# To be done
Arrange the lines, starting at the one containing "Exercise. Mark the rough" and ending at the one containing "[(386, 552)]", as a Markdown table with a Row column for the row number and a Line column for the line, leaving out blank lines.
══ Dataset ══
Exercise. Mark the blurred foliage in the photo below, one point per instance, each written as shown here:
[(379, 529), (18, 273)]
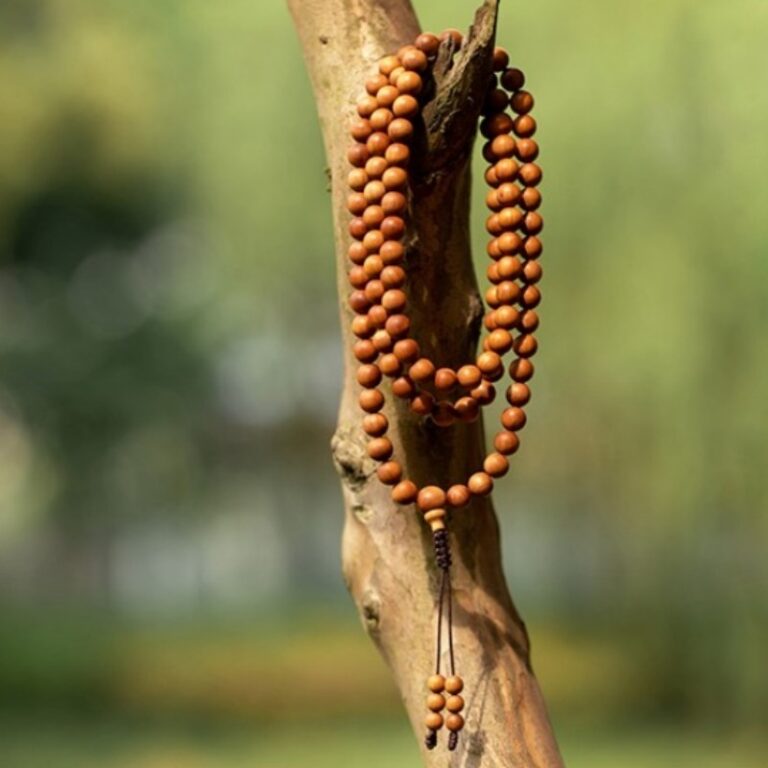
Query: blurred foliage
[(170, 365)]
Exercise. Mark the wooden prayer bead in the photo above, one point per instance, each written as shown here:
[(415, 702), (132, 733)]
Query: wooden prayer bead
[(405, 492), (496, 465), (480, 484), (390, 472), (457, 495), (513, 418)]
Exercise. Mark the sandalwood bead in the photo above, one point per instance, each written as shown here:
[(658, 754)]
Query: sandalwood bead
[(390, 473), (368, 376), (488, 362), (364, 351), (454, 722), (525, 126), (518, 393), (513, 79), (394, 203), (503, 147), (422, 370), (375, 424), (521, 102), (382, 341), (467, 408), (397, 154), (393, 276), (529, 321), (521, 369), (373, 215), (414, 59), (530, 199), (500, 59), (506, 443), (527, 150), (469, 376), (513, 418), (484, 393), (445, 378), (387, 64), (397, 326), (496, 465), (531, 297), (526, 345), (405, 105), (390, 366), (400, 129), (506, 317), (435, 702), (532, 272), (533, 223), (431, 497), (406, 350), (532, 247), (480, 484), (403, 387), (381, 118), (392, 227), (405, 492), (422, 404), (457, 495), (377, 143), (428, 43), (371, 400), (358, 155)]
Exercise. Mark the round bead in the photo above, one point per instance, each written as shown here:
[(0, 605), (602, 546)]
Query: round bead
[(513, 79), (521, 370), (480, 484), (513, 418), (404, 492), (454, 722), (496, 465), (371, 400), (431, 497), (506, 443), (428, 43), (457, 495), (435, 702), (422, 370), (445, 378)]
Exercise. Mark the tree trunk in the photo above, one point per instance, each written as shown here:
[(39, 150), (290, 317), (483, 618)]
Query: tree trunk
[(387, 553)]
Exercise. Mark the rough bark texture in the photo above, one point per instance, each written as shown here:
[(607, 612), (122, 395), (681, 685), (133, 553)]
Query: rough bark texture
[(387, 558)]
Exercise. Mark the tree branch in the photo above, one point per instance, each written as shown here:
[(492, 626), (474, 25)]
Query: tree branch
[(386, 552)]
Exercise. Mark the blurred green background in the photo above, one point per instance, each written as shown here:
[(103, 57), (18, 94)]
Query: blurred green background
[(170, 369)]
═══
# Correct result
| Row | Line |
|---|---|
| 1 | Exercise. Mark the rough bark texture in the photo above, one point per instance, each written as shown here: |
| 2 | [(607, 612), (122, 395), (681, 685), (133, 553)] |
| 3 | Query: rough bark texture |
| 4 | [(387, 558)] |
| 5 | Exercise. Mark the tree branch in the photo above, one point per instance, each written as shown here: |
| 6 | [(492, 626), (474, 25)] |
| 7 | Query: tree branch |
| 8 | [(386, 552)] |